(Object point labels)
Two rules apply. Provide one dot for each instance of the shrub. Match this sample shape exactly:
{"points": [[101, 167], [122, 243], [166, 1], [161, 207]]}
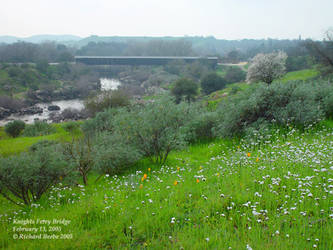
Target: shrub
{"points": [[26, 177], [107, 99], [185, 88], [212, 82], [112, 155], [155, 129], [39, 128], [267, 67], [101, 122], [71, 127], [202, 124], [14, 128], [299, 103], [234, 74], [42, 144], [79, 154]]}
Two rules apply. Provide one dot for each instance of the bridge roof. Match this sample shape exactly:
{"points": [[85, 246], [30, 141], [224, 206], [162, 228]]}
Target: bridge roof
{"points": [[148, 57]]}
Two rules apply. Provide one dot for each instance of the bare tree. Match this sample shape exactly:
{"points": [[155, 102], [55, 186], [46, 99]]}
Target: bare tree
{"points": [[267, 67]]}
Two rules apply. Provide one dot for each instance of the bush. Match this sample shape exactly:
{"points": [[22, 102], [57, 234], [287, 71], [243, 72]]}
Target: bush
{"points": [[71, 127], [234, 74], [212, 82], [42, 144], [79, 154], [299, 103], [185, 88], [267, 67], [39, 128], [101, 122], [14, 128], [155, 129], [108, 99], [26, 177], [112, 155]]}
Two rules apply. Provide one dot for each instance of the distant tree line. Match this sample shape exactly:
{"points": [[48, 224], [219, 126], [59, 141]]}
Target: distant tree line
{"points": [[23, 52], [301, 53]]}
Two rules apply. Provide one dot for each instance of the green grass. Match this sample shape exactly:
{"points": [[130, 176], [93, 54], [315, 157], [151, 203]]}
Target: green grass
{"points": [[10, 146], [215, 97], [305, 74], [268, 193]]}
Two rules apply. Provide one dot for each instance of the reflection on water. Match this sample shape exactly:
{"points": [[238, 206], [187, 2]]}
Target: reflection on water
{"points": [[29, 119], [109, 84], [106, 84]]}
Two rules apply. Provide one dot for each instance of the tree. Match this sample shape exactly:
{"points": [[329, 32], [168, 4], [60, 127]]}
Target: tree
{"points": [[234, 74], [14, 128], [185, 88], [212, 82], [323, 52], [267, 67]]}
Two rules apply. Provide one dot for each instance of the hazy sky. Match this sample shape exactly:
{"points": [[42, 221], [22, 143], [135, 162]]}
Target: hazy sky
{"points": [[226, 19]]}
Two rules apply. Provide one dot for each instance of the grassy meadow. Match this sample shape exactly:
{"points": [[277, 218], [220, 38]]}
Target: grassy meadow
{"points": [[270, 191]]}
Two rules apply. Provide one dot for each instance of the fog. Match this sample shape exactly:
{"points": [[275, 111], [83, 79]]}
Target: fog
{"points": [[223, 19]]}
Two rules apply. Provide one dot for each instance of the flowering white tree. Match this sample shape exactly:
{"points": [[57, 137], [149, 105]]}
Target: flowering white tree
{"points": [[267, 67]]}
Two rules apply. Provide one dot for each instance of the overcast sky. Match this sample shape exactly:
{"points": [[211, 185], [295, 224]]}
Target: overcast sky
{"points": [[225, 19]]}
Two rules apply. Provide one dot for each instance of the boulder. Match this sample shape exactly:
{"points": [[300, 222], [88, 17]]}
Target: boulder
{"points": [[53, 108], [4, 113]]}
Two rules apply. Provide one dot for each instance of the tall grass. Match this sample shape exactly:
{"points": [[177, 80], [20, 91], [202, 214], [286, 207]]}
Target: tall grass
{"points": [[270, 191]]}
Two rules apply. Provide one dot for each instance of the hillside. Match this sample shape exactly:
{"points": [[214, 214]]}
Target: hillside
{"points": [[259, 193]]}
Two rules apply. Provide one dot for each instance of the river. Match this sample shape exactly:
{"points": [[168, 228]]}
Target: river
{"points": [[106, 84]]}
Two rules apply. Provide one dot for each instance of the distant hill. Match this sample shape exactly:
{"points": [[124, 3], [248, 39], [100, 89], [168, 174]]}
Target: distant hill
{"points": [[41, 38]]}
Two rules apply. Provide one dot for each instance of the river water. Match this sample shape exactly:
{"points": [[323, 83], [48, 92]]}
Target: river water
{"points": [[106, 84]]}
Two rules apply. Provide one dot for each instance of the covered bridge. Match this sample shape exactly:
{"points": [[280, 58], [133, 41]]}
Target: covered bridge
{"points": [[141, 60]]}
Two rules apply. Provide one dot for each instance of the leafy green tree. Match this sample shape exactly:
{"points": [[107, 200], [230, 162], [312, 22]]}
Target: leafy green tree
{"points": [[212, 82], [234, 74], [185, 88], [14, 128], [156, 128], [26, 177]]}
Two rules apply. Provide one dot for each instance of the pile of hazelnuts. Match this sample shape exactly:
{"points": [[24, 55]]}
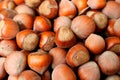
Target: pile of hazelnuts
{"points": [[59, 39]]}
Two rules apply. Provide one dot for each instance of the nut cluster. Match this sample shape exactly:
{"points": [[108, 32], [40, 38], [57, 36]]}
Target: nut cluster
{"points": [[59, 39]]}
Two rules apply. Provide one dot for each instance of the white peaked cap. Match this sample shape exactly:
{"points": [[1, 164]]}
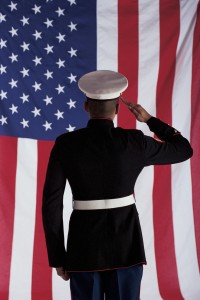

● **Task instructions**
Render every line of the rows above as a Markdown table with two columns, "Number" and "Line". Skip blank lines and leave the pictures out of the answer.

● **Complete answer**
| Number | Line |
|---|---|
| 1 | Two rules apply. Provide one dot for each instance of the shrub. Match this sample shape exactly: |
| 2 | {"points": [[101, 167], [122, 243], [166, 1], [161, 207]]} |
| 3 | Target: shrub |
| 4 | {"points": [[26, 177], [107, 99], [185, 88], [212, 82], [112, 155], [155, 129], [39, 128], [267, 67], [101, 122], [71, 127], [202, 124], [14, 128], [299, 103], [234, 74], [42, 144], [79, 154]]} |
| 5 | Two rules apply. Provide one dot for each instance of the bridge roof. Match this sample shape exactly: |
| 6 | {"points": [[85, 246], [30, 141], [224, 206], [162, 228]]} |
| 7 | Target: bridge roof |
| 8 | {"points": [[148, 57]]} |
| 9 | Two rules apply. Provide one dot for each instance of the bare tree. Match this sample shape exactly: |
| 10 | {"points": [[155, 102], [55, 186], [46, 99]]} |
| 11 | Target: bare tree |
| 12 | {"points": [[267, 67]]} |
| 13 | Two rules apply. Provide one dot for each instance of the bush. Match this sample shape exactly: |
| 14 | {"points": [[22, 102], [57, 234], [287, 71], [243, 72]]} |
| 15 | Target: bush |
| 16 | {"points": [[71, 127], [234, 74], [212, 82], [42, 144], [79, 154], [299, 103], [185, 88], [267, 67], [39, 128], [101, 122], [14, 128], [155, 129], [108, 99], [26, 177], [112, 155]]} |
| 17 | Two rules apply. Provide one dot for each instance of the distant tree line. Match this sample shape exactly: |
| 18 | {"points": [[48, 224], [219, 126], [59, 141]]} |
| 19 | Target: distant tree line |
| 20 | {"points": [[23, 52], [301, 53]]} |
| 21 | Two rules apply. Provide one dot for each instance of the green grass. Match this sample shape exactly: |
| 22 | {"points": [[130, 176], [93, 54], [315, 157], [151, 203]]} |
| 23 | Target: green grass |
| 24 | {"points": [[10, 146], [215, 97], [305, 74], [268, 193]]} |
| 25 | Two rules apply. Provide one dot for each instance of the reflection on water. Match this sample shape exactly: |
| 26 | {"points": [[238, 206], [187, 2]]} |
| 27 | Target: reflection on water |
| 28 | {"points": [[29, 119], [109, 84], [106, 84]]} |
| 29 | Two rules apply. Provide one dot for each instance of the tree. Match this sample shape exactly: |
| 30 | {"points": [[329, 32], [168, 4], [60, 127]]} |
| 31 | Target: tree |
| 32 | {"points": [[234, 74], [14, 128], [185, 88], [212, 82], [323, 52], [267, 67]]} |
| 33 | Two rules apply. Provide one dot for each instance of the hazy sky. Match this sample shape exactly: |
| 34 | {"points": [[42, 221], [22, 143], [135, 162]]} |
| 35 | Target: hazy sky |
| 36 | {"points": [[226, 19]]} |
| 37 | Two rules apply. Provide one dot for each instance of the grassy meadow. Match this sample shape exactly: |
| 38 | {"points": [[277, 218], [220, 38]]} |
| 39 | Target: grassy meadow |
| 40 | {"points": [[270, 191]]} |
| 41 | Two rules apply. Provide one dot for each instance of the fog. Match this sample shape exactly: |
| 42 | {"points": [[275, 111], [83, 79]]} |
| 43 | Target: fog |
| 44 | {"points": [[223, 19]]} |
| 45 | Two rules apply. Provide one dot for each instance of the flowering white tree. Match this sample shape exactly: |
| 46 | {"points": [[57, 137], [149, 105]]} |
| 47 | Target: flowering white tree |
| 48 | {"points": [[267, 67]]} |
| 49 | Two rules apply. Provide one dot for each instance of the overcast sky. Match this sample shape exactly: |
| 50 | {"points": [[211, 185], [295, 224]]} |
| 51 | Target: overcast sky |
| 52 | {"points": [[225, 19]]} |
| 53 | Two rules apply. Provide one dot for each instance of the boulder. Match this sample shape exactly: |
| 54 | {"points": [[300, 222], [88, 17]]} |
| 55 | Target: boulder |
| 56 | {"points": [[53, 108], [4, 113]]} |
| 57 | Two rules apply. Provide one dot for each instance of the tall grass. Match this sample shape exactly: |
| 58 | {"points": [[177, 80], [20, 91], [202, 214], [286, 207]]} |
| 59 | Target: tall grass |
| 60 | {"points": [[270, 191]]} |
| 61 | Two rules apply. Provide one dot for each instance of the hillside. Match this sample shape exactly: |
| 62 | {"points": [[214, 214]]} |
| 63 | Target: hillside |
| 64 | {"points": [[259, 193]]} |
| 65 | Two rules apply. Provide one dot for each instance of the river. Match this sample shape exactly: |
| 66 | {"points": [[168, 228]]} |
| 67 | Target: river |
| 68 | {"points": [[106, 84]]} |
| 69 | Two rules apply. Provide one dot for each instance of the distant hill. Match this sample shape exactly: |
| 70 | {"points": [[124, 3], [248, 39], [100, 89], [168, 174]]} |
| 71 | Target: distant hill |
| 72 | {"points": [[41, 38]]} |
| 73 | Two rules apply. Provide one dot for each instance of the river water. Match this sample shape exactly: |
| 74 | {"points": [[323, 83], [48, 92]]} |
| 75 | Target: river water |
| 76 | {"points": [[106, 84]]} |
| 77 | Two rules apply. Provide one dot for each instance of the covered bridge. Match this sample shape exactly: |
| 78 | {"points": [[280, 58], [133, 41]]} |
| 79 | Target: covered bridge |
| 80 | {"points": [[141, 60]]} |
| 81 | Two rules apply. Provide one dot for each instance of the leafy green tree. Match this sample shape exactly: |
| 82 | {"points": [[107, 200], [230, 162], [312, 22]]} |
| 83 | Target: leafy green tree |
| 84 | {"points": [[212, 82], [234, 74], [185, 88], [14, 128], [156, 128], [26, 177]]} |
| 85 | Two rules apply. Provide one dot for each instance of the pile of hazelnuts. Match this sample shape exactly: |
| 86 | {"points": [[24, 55]]} |
| 87 | Target: pile of hazelnuts |
| 88 | {"points": [[59, 39]]} |
| 89 | Two rules apply. Provide one dot for each instance of the nut cluster. Match this sample shape exactly: |
| 90 | {"points": [[108, 32], [40, 38], [57, 36]]} |
| 91 | Target: nut cluster |
| 92 | {"points": [[59, 39]]} |
| 93 | Two rules apply. Provide one dot for each instance of the white peaked cap. Match this sample shape exactly: |
| 94 | {"points": [[1, 164]]} |